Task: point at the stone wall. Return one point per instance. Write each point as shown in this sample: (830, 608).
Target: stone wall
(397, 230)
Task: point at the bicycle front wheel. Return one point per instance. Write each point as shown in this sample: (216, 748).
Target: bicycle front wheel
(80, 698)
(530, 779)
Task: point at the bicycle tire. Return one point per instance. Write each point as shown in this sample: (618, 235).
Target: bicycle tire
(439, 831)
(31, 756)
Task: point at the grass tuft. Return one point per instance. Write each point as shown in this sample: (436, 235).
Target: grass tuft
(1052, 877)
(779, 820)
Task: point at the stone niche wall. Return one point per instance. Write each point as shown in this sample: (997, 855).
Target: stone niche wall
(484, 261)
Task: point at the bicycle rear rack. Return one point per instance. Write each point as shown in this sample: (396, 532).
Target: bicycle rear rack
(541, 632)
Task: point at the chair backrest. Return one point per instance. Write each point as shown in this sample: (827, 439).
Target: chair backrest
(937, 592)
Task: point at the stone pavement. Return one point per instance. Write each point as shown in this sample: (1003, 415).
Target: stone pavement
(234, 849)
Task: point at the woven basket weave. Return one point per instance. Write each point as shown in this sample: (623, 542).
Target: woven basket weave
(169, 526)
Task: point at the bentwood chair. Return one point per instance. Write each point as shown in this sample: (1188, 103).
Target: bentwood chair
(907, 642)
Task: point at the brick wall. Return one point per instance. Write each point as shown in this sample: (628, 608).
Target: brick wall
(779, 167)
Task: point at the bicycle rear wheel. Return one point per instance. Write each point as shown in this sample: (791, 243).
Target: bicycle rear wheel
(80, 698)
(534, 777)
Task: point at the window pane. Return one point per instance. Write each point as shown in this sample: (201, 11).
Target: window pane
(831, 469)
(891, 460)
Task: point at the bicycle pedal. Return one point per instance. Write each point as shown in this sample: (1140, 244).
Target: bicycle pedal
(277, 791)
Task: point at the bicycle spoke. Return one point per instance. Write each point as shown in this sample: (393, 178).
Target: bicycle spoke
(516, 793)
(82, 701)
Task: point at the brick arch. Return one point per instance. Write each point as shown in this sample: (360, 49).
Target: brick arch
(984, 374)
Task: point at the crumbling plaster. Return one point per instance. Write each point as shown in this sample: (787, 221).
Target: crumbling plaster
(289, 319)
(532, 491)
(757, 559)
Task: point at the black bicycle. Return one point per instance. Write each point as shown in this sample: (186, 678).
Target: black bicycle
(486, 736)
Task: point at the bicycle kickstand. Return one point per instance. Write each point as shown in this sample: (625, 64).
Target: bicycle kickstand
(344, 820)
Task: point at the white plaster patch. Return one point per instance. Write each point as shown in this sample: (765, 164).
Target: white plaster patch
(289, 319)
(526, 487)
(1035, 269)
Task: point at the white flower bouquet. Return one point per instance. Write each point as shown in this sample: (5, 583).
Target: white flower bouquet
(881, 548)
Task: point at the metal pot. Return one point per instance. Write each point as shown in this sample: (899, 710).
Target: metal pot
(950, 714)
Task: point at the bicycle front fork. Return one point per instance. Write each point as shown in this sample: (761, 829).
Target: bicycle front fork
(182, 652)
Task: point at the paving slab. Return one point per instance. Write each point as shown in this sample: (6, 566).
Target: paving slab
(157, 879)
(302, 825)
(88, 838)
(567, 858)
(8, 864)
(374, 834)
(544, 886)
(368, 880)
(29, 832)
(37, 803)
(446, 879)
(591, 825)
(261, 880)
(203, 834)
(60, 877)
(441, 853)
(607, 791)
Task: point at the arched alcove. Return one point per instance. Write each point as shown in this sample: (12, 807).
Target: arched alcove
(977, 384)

+--

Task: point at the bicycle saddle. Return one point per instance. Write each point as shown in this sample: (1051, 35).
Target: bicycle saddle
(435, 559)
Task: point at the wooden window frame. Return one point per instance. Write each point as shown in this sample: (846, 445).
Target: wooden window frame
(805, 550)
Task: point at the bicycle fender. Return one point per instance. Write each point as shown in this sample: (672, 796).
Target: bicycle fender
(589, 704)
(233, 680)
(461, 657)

+--

## DESCRIPTION OF THE TASK
Lay out the stretch of the material above, from the line containing "Task: point at the bicycle kickstand." through the line containing "(1035, 269)", as a Markdown table with the columns Row and Entry. Number each line in Row, put the line itself in Entry, and skip any blank lines.

## SOLVED PROBLEM
| Row | Entry |
|---|---|
| 1 | Task: point at the bicycle kickstand. Return one point per instance. Write each point as shown in this sample: (625, 64). |
| 2 | Target: bicycle kickstand |
| 3 | (344, 820) |
| 4 | Task: point at the white plaster patch. Return one point per instance. Write each point as shown in this sample: (765, 164). |
| 5 | Target: white plaster patch |
| 6 | (289, 319) |
| 7 | (526, 487) |
| 8 | (1035, 269) |